Task instructions: Output every line of the listing below as a JSON list of strings, with one string per line and blank lines omitted.

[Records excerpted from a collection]
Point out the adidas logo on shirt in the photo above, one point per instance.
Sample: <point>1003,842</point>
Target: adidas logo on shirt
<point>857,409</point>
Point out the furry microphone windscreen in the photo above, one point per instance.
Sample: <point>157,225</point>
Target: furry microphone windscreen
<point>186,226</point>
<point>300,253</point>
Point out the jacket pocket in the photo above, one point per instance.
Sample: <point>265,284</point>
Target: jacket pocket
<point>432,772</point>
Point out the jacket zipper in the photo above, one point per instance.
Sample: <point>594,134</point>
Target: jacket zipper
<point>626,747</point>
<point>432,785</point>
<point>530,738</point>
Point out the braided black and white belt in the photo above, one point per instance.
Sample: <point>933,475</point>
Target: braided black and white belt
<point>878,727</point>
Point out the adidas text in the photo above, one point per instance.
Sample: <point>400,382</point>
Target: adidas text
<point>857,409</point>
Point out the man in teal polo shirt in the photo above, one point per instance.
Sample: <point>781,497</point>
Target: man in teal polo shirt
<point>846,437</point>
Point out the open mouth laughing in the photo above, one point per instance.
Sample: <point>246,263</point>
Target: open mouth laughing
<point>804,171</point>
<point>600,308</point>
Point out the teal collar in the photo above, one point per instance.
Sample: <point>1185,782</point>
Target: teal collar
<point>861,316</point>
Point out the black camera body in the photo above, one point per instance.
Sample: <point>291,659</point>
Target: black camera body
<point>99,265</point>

Response to this task:
[
  "Point out the adidas logo on shirt in the photo above, one point per instance.",
  "Sample: <point>1003,842</point>",
  "Target: adidas logo on shirt",
  "<point>857,409</point>",
  "Point out the furry microphone windscreen in the photo above, one point per instance.",
  "Sample: <point>157,225</point>",
  "Target: furry microphone windscreen",
  "<point>186,226</point>",
  "<point>300,253</point>",
  "Point out the jacket pocket in the photo above, one point per instance.",
  "Sample: <point>265,284</point>",
  "Target: jacket pocket",
  "<point>432,772</point>",
  "Point out the jacket zipper in the photo above, one point per instance.",
  "Sample: <point>594,134</point>",
  "Target: jacket zipper",
  "<point>626,747</point>",
  "<point>432,785</point>",
  "<point>530,738</point>",
  "Point out the braided black and white belt in the photo above, one point per instance.",
  "Sample: <point>933,475</point>",
  "Target: braided black and white belt",
  "<point>878,727</point>",
  "Point out the adidas text in the photo above, one point per instance.",
  "Sample: <point>400,382</point>",
  "Target: adidas text",
  "<point>857,409</point>",
  "Point out the man in teal polo shirt in the photo above, one point per instance.",
  "Sample: <point>781,497</point>",
  "Target: man in teal polo shirt",
  "<point>846,437</point>",
  "Point out the open mouth laughing in the photo above, one point per instance.",
  "Sample: <point>246,263</point>",
  "Target: open mouth laughing",
  "<point>804,171</point>",
  "<point>600,308</point>",
  "Point out the teal collar in the photo above, one point per instance.",
  "Sample: <point>1185,782</point>",
  "Target: teal collar",
  "<point>861,316</point>",
  "Point out the black camera body in the photo above, one point per instance.",
  "Sample: <point>291,659</point>",
  "Target: black camera body",
  "<point>99,265</point>"
]